● **Task material**
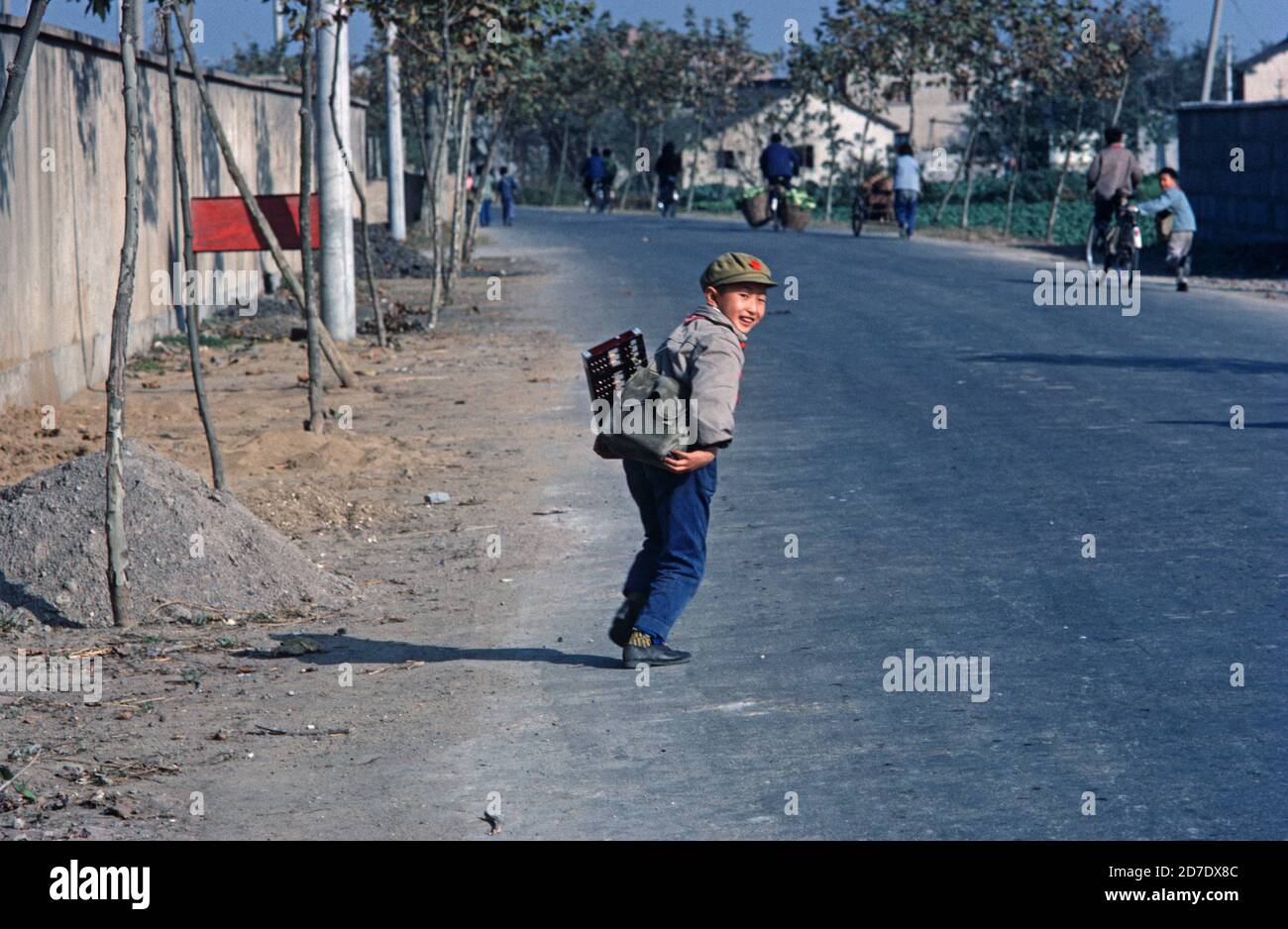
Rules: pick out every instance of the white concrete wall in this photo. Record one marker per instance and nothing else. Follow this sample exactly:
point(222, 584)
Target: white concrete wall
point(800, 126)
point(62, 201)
--
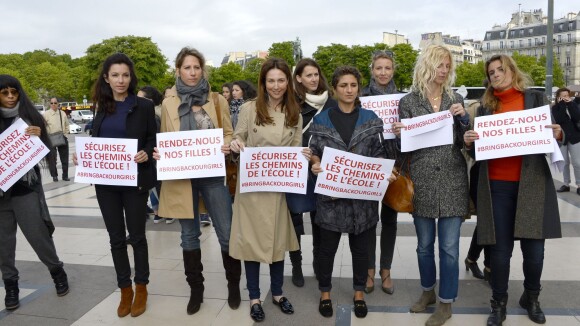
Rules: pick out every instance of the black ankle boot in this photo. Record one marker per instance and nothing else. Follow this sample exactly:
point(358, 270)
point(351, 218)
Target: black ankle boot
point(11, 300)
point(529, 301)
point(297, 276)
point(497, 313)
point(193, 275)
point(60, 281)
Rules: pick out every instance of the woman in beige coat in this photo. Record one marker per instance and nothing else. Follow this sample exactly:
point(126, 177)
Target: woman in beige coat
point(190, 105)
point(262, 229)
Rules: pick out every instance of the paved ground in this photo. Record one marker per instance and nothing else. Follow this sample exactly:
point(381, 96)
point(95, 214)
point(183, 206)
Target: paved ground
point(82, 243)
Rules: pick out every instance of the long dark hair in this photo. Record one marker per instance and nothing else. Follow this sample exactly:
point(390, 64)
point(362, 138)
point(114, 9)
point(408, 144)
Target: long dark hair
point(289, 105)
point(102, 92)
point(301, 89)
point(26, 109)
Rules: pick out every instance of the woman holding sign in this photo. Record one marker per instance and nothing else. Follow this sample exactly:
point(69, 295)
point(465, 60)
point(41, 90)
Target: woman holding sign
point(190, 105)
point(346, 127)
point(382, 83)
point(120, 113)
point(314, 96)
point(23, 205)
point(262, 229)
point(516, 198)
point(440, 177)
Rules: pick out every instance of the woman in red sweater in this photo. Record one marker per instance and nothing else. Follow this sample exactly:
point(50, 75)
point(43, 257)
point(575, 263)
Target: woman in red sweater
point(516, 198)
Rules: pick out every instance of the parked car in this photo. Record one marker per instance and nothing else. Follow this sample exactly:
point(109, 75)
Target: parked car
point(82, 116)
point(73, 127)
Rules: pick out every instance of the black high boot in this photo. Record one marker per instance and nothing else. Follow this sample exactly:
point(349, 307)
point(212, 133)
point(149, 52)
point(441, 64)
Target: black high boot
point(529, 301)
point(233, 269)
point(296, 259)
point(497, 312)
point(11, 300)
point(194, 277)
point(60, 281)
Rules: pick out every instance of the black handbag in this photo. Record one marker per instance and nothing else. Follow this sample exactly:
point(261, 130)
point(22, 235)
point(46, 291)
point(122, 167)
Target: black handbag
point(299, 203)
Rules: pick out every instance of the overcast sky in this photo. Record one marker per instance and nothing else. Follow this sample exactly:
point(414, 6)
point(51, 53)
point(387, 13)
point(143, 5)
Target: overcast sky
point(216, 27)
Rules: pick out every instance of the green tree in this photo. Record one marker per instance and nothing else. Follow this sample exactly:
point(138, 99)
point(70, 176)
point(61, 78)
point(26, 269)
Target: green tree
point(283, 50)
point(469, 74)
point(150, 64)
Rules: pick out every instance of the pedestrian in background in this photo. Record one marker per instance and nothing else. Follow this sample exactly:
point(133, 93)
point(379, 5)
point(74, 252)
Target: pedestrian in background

● **Short exercise**
Write out word for word the lines from the one with "Rules: pick out every instance of the white" up to and including the one with "point(62, 201)", and nothing else.

● **Final answer**
Rules: pick out every instance of the white concrete wall in this photo. Record one marker per instance and nothing else. Follow this sample exactly:
point(222, 584)
Target: white concrete wall
point(800, 126)
point(62, 201)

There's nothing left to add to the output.